> [Assigned task 1]: In the text about COVID-19 in Idaho, how many Intensive Care Unit beds were available in the state?
> [Assigned task 2]: Rewrite the paragraph beginning "In some parts of the state" from the text about COVID-19 in Idaho as a short bulleted list that keeps its main facts.

> [Source text]:
***
With the growth of COVID-19 cases in Idaho, Gov. Brad Little held a press conference to discuss how to address current hospital capacity issues.
With a new record of 2,298 COVID-19 cases reported in Idaho on Wednesday, Dec. 9, the state had the highest national rate of test positivity of 22.9%, according to the White House Coronavirus Task Force report released Dec. 6. Currently, there is 119 Intensive Care Unit (ICU) beds available in Idaho and 481 available ventilators.
Since March 13, 2020, 116,203 Idahoans have contracted coronavirus and 1,103 have died from the disease. Little addressed the health problems and risks that the coronavirus can cause the community and individuals.
In some parts of the state, emergency calls for people with COVID-19 are up 300% and some of the Emergency Medical Services (EMS) staff are out sick due to the virus, which is causing delays in response time, according to Little.
“The vast majority of Idaho’s hospitals are being pushed to their limits, too many health care workers are out sick with COVID-19 or in quarantine due to exposure,” Little said.
***
> [Dataset records]:
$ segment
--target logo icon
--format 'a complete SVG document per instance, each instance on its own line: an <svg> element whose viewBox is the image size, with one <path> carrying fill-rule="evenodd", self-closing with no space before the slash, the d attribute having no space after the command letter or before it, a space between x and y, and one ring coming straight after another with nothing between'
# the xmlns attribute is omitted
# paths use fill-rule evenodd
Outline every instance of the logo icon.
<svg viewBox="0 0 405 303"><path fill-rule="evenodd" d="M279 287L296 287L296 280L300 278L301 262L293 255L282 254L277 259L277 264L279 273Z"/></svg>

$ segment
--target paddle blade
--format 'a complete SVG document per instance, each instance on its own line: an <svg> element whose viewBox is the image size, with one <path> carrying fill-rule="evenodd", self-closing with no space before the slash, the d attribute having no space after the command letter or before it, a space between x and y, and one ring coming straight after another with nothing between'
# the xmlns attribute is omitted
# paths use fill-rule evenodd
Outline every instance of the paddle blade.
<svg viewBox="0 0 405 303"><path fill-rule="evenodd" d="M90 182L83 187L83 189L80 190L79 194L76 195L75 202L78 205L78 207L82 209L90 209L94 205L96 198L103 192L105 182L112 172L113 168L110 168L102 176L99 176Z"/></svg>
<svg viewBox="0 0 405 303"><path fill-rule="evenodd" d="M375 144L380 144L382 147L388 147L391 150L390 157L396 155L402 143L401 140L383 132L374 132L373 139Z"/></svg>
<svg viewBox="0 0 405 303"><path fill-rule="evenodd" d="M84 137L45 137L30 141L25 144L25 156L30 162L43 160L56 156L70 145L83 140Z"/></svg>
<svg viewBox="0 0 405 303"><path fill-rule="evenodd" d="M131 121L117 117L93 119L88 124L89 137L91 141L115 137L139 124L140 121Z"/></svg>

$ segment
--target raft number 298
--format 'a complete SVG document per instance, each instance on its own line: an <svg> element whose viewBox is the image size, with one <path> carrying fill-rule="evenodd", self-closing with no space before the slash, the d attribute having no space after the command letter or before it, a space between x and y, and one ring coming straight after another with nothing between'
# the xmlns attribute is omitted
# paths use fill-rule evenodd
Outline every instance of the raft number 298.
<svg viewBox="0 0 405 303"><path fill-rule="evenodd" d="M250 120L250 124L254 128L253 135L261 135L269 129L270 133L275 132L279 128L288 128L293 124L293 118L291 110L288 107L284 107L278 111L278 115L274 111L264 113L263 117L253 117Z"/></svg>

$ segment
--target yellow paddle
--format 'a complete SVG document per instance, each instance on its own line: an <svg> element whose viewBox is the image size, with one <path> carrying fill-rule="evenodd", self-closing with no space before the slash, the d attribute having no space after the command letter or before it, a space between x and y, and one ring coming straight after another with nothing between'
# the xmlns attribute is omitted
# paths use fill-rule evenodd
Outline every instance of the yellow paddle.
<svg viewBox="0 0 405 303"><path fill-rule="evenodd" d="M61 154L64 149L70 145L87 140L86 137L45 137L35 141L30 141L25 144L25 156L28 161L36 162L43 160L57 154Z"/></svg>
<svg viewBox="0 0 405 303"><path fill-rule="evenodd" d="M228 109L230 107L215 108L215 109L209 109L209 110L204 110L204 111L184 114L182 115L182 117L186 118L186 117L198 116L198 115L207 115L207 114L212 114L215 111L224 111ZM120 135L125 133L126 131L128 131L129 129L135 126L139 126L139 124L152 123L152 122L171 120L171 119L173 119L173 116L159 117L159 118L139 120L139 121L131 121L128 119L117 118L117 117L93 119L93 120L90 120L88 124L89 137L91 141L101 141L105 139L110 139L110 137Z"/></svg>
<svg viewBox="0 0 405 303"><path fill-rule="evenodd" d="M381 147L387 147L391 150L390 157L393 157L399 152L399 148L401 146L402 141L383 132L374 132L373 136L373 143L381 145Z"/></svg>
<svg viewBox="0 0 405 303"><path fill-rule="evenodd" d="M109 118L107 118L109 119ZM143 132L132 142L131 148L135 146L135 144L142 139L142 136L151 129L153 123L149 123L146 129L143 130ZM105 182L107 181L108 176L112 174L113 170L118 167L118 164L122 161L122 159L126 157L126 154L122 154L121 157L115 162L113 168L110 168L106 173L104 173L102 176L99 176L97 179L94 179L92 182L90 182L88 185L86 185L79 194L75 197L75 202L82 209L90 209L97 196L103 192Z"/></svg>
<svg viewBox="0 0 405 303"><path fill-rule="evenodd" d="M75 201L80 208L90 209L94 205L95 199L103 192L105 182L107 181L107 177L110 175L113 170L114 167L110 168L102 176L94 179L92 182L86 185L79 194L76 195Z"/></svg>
***
> [Final answer 1]: 119

> [Final answer 2]:
- In some parts of Idaho, emergency calls for people with COVID-19 are up 300%.
- Some Emergency Medical Services (EMS) staff are out sick with the virus.
- According to Little, this is delaying response times.